> [WORK INSTRUCTIONS]:
1. Repeat, word for word, the part of the self-employed accounting text from "Records to keep" to "when you're self-employed?".
2. According to the self-employed accounting text, how long must self-employed accounting records be kept?
3. Pick up the self-employed accounting text after its final sentence and continue writing it.

> [TEXT EXCERPT]:
= Beginning of Section =
How long to keep self-employed accounts
You must keep your self-employed accounting records for at least five years after the 31 January submission deadline for the relevant tax year. HMRC can ask to see your records at any time during this period, so storing them safely is essential.
Records to keep include invoices, receipts, bank statements, mileage logs and any other evidence of income or expenses. Cloud accounting software makes storing and retrieving these records straightforward, as everything is backed up securely online.
Is it worth getting an accountant when you're self-employed?
Many self-employed people manage their own accounting successfully, especially with the right software in place. However, an accountant or bookkeeper can offer strategic expertise that goes beyond basic compliance.
You might benefit from professional help if you need to apply for a business loan, require support with a mortgage application, are starting to employ people, or want advice on paying tax to HMRC efficiently. An accountant can also help you identify allowable expenses you might otherwise miss. Read the guide on when to consider hiring an accountant for more on this.
Consider how much time you have to commit to your accounts. Bank reconciliation should be done regularly, and monthly is ideal. If you do not have the time or confidence to manage this yourself, professional support could save you money in the long run. The guide on how to choose an accountant can help you find the right fit.
Simplify self-employed accounting with Xero
Cloud accounting software makes self-employed accounting straightforward. Automate the admin, access reliable financial data in real time and submit tax returns directly from Xero's accounting software for self-employed people.
= End of Section =
> [INPUT DATA]:
= Beginning of Section =
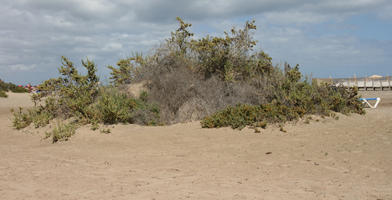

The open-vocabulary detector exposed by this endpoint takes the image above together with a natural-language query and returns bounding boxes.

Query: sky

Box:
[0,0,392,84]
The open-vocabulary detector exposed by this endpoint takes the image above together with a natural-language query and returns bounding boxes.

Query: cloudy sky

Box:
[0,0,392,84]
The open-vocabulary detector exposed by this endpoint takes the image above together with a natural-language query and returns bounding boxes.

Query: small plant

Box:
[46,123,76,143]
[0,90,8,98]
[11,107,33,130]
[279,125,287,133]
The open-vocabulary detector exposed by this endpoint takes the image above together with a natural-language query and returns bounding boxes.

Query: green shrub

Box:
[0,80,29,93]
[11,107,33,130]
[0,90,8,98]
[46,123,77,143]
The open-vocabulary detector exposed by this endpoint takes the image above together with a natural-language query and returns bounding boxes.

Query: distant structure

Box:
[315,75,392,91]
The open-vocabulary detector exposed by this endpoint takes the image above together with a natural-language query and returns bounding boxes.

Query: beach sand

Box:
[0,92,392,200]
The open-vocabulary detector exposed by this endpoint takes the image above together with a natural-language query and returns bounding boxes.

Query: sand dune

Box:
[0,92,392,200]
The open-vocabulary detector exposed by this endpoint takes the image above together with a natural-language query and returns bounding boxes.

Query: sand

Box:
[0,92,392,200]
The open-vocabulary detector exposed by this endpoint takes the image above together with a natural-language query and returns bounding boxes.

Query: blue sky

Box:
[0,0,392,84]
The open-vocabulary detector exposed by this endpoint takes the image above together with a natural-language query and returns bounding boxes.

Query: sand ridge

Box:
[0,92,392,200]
= End of Section =
> [TASK-BY-TASK OUTPUTS]:
1.
Records to keep include invoices, receipts, bank statements, mileage logs and any other evidence of income or expenses. Cloud accounting software makes storing and retrieving these records straightforward, as everything is backed up securely online.
Is it worth getting an accountant when you're self-employed?

2. For at least five years after the 31 January submission deadline for the relevant tax year.

3.
With live bank feeds, automated reconciliation, customisable reports and MTD compatibility built in, you can spend less time on the numbers and more time growing your business. Get one month free.
FAQs on self-employed accounting
Below are some frequently asked questions about self-employed accounting.
Do you need an accountant if you're self-employed?
You do not legally need an accountant if you are self-employed. Many sole traders manage their own accounts using cloud accounting software. However, an accountant can help with tax planning, identifying allowable expenses and handling complex situations such as VAT registration or employing staff.
What records must you keep when self-employed?
You must keep records of all income and expenses, including invoices, receipts, bank statements and mileage logs. HMRC requires you to retain these records for at least five years after the 31 January submission deadline for the relevant tax year.
What is Making Tax Digital for Income Tax?
Making Tax Digital for Income Tax requires self-employed people earning over £50,000 to keep digital records and submit quarterly updates to HMRC using compatible software. It is live from April 2026, with plans to extend to lower income thresholds in future years.
Can you do your own bookkeeping as a sole trader?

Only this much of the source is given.